DOCUMENT PASSAGE:
+ + +
2. For two similar right angled triangles of heights ##h_1## and ##h_2## and bases ##b_1## and ##b_2## : ##\quad\dfrac{h_2}{b_2}=\dfrac{h_2}{b_2}##

I copy and paste the problem as it appears in the text along with the diagram alongside. It is clear from the image that the base of the shadows don't move - only their tops would move either up or down. Let us assume the time ##t_1>t_2##, implying that candle 1 burns at a slower rate. How would things appear after a time of burning ##t## for both candles?
+ + +
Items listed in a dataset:
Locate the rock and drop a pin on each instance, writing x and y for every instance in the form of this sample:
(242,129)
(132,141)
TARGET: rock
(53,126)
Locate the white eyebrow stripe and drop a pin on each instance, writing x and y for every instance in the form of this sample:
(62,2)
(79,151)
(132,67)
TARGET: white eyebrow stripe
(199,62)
+ + +
WRITTEN TASKS:
- A) Update the candle shadow discussion starting with "2. For two similar" and going on through "for both candles?", putting "figure" in place of "diagram".
- B) Go on with the candle shadow discussion from its final sentence.
The listing originates from a separate source.

EXERCISE RESULTS:
- A)
2. For two similar right angled triangles of heights ##h_1## and ##h_2## and bases ##b_1## and ##b_2## : ##\quad\dfrac{h_2}{b_2}=\dfrac{h_2}{b_2}##

I copy and paste the problem as it appears in the text along with the figure alongside. It is clear from the image that the base of the shadows don't move - only their tops would move either up or down. Let us assume the time ##t_1>t_2##, implying that candle 1 burns at a slower rate. How would things appear after a time of burning ##t## for both candles?

- B)
I draw my own diagram, showing the situation after a time ##t##. The rate at which the candles burn ##\small{r_i=\dfrac{h}{t_i}}##. The height of candle 1 after a time ##t## : ##\small{h_1 = h-r_1t=h-\dfrac{h}{t_1}t\Rightarrow h_1=h\left(1-\dfrac{t}{t_1}\right)\quad (1)}.## Likewise, ##\small{h_2= h\left(1-\dfrac{t}{t_2}\right)\quad (2)}.##

If the shadows have lengths ##s_1, s_2##, I have to find their velocities as the candles burn, i.e. ##\boxed{\dot{s_1}=?\;,\;\dot{s_2}=?}##.

In ##\triangle's## CDO and EFO, we have (by similarity) : ##\small{\dfrac{h_1-s_2}{2a}=\dfrac{h_2-s_2}{a}\Rightarrow h_1-s_2 = 2(h_2-s_2)\Rightarrow s_2=2h_2-h_1}=2h\left(1-\dfrac{t}{t_2}\right)-h\left(1-\dfrac{t}{t_1}\right)## upon using equations ##(1),(2)## above.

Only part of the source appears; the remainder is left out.